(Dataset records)
━━━━━━━━━━

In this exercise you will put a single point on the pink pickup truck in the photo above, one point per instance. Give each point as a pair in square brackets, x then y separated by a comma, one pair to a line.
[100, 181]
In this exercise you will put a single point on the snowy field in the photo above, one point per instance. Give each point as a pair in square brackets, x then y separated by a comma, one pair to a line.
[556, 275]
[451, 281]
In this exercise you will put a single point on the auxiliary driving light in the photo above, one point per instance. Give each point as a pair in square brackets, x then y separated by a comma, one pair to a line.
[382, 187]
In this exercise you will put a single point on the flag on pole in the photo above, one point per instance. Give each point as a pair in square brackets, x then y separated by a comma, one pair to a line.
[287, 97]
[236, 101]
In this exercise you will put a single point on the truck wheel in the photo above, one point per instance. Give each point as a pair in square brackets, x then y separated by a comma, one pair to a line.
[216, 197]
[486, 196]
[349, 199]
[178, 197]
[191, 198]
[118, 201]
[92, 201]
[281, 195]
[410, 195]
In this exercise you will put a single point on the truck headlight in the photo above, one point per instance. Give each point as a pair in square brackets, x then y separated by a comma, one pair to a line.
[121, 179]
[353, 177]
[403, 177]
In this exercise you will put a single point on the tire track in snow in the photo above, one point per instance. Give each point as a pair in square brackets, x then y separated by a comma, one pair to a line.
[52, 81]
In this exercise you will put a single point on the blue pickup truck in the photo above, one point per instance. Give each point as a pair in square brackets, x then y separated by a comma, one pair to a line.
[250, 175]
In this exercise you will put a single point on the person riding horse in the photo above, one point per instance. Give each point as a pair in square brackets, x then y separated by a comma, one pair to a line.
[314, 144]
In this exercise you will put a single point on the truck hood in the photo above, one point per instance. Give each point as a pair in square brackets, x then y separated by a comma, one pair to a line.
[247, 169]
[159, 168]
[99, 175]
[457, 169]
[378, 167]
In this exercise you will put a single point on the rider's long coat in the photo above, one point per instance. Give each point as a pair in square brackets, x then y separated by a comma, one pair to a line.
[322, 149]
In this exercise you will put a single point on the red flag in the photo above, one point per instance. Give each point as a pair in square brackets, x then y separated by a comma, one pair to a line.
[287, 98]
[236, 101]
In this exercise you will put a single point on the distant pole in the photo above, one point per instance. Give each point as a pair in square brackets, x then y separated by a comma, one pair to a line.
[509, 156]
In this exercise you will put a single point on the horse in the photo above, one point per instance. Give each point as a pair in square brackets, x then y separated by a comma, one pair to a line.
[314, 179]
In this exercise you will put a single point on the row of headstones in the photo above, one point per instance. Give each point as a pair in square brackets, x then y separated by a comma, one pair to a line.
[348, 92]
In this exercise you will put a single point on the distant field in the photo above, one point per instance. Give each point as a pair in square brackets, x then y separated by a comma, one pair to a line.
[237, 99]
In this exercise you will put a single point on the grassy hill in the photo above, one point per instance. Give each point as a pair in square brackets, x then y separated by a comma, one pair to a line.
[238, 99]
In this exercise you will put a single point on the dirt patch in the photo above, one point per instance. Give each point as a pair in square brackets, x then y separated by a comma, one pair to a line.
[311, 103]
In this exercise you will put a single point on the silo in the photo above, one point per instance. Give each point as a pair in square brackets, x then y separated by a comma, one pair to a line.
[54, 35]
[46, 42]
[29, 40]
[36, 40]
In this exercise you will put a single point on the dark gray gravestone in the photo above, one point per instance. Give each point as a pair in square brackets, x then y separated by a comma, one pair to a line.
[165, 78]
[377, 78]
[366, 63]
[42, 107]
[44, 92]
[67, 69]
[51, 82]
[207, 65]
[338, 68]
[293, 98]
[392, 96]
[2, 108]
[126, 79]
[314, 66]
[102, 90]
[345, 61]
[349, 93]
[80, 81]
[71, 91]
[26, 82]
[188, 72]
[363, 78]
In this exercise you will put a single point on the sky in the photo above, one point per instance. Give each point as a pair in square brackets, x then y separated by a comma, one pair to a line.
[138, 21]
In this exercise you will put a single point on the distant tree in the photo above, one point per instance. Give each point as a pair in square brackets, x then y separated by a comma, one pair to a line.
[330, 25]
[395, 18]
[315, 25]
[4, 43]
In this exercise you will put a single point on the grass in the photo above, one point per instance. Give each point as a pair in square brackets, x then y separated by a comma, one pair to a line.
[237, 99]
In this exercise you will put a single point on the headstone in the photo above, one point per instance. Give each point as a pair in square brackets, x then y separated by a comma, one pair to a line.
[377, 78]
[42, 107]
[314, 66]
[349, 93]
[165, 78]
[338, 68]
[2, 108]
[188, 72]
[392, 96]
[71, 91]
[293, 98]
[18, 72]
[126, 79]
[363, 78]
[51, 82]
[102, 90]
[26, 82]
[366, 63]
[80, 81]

━━━━━━━━━━

**What is required:** The reply should contain all of the entries exactly as shown above.

**Response area:**
In this exercise you will put a single point on the pink pickup truck in the photo above, one point per instance. Give each point as a pair in square brackets, x then y separated by a comma, one pair to a line.
[100, 181]
In this exercise you will put a single point on the snowy field in the photo above, one point per instance. Give each point as a pair in square brackets, x then y separated by a comma, one pair to a line.
[556, 275]
[451, 281]
In this exercise you will put a single point on the auxiliary driving light in the photo above, one point per instance. Give each point as a pair in square brackets, x then y separated by a comma, one pair to a line.
[382, 187]
In this exercise you will put a single point on the flag on pole in the photo above, one point per instance. Give each point as a pair in square brackets, x then y separated by a comma, one pair to a line.
[287, 97]
[236, 101]
In this exercise you will put a single point on the truck wheel in the photo above, one point per instance. Give each point as a pair in square brackets, x then y separated by a comma, one pair to a line.
[216, 197]
[486, 196]
[349, 199]
[178, 197]
[191, 198]
[118, 201]
[92, 201]
[281, 195]
[410, 195]
In this exercise you will put a single point on the truck headlight in the photo above, one point per instance. Give each point as a pair in square brackets, x then y separated by a comma, one pair to a line.
[121, 179]
[353, 177]
[403, 177]
In this exercise you will put a single point on the tire track in snow in the photo above, one point per instance. Give each point as a pair in square brackets, x then y separated by a comma, one pair to a line.
[52, 81]
In this exercise you will put a single point on the blue pickup truck in the photo above, one point per instance. Give each point as a pair in square brackets, x then y separated by a comma, one pair to a line.
[250, 175]
In this exercise you will put a single point on the person riding horse in the photo above, one point per instance. Give each point as a pair in square brackets, x then y separated by a comma, one pair to a line.
[314, 144]
In this exercise you will put a single point on the truck hood in the photo above, one point per instance. Give each point as a pair in square brackets, x then y separated by a comma, one pair to a line.
[247, 169]
[159, 168]
[99, 175]
[457, 169]
[378, 167]
In this exercise you will put a single point on the rider's long coat in the photo above, one point per instance. Give each point as a pair in square brackets, x then y separated by a comma, one pair to a line.
[322, 149]
In this exercise you will put a single point on the red flag in the photo above, one point per instance. Give each point as a pair in square brackets, x then y separated by a comma, one pair to a line.
[287, 98]
[236, 101]
In this exercise you will put a single point on the distant pole in the photo above, one point per instance. Give each point as a pair in square brackets, x then y separated by a comma, one pair to a line.
[509, 156]
In this exercise you will put a single point on the horse in the photo above, one point per instance. Give each point as a pair in square brackets, x then y separated by a comma, one pair to a line.
[314, 179]
In this exercise you will put a single point on the row of headstones in the photo above, one point per instance. Give each point as a pair in square brackets, x then y separated by a comma, one pair to a line.
[348, 92]
In this exercise you will put a single point on the distant field in the photo above, one point per instance. Give each point as a pair in square brackets, x then y separated by a comma, one pair to a line.
[237, 99]
In this exercise you will put a single point on the grassy hill in the photo above, one point per instance. Give each point as a pair in square brackets, x then y separated by a comma, one pair to a line.
[238, 99]
In this exercise you will put a single point on the dirt patch in the photo above, one point per instance. Give each point as a pair in square brackets, x then y separated by a comma, one pair to a line.
[311, 103]
In this exercise you will put a single point on the silo in the photo above, one point per instance. Give each point as a pair in square brackets, x then y separated by a comma, one pair to a line.
[54, 35]
[46, 42]
[29, 40]
[36, 40]
In this exercise you will put a single point on the dark gray gravestone in the photo above, one point per instance. Give each point as a pair in square brackets, x then y separated by a comma, one pair to a line.
[165, 78]
[377, 78]
[366, 63]
[42, 107]
[44, 92]
[67, 69]
[51, 82]
[207, 65]
[338, 68]
[293, 98]
[392, 96]
[2, 108]
[126, 79]
[314, 66]
[102, 90]
[345, 61]
[349, 93]
[80, 81]
[71, 91]
[26, 82]
[188, 72]
[363, 78]
In this exercise you will put a single point on the sky in the photo above, one point per instance. Give each point as a pair in square brackets, x then y separated by a comma, one pair to a line.
[138, 21]
In this exercise you will put a single point on the distant tree in the photo above, one point per instance. Give each point as a pair in square brackets, x then y separated by a comma, one pair to a line.
[330, 25]
[395, 18]
[315, 25]
[4, 43]
In this exercise you will put a single point on the grass in the photo above, one point per instance. Give each point as a pair in square brackets, x then y separated by a comma, one pair to a line.
[237, 99]
In this exercise you will put a single point on the headstone in the photo above, one point per instance. Give each point as a pair in square brackets, x then y separated by a comma, one pair to a line.
[377, 78]
[42, 107]
[314, 66]
[349, 93]
[165, 78]
[338, 68]
[2, 108]
[188, 72]
[392, 96]
[71, 91]
[293, 98]
[18, 72]
[126, 79]
[363, 78]
[51, 82]
[102, 90]
[26, 82]
[366, 63]
[80, 81]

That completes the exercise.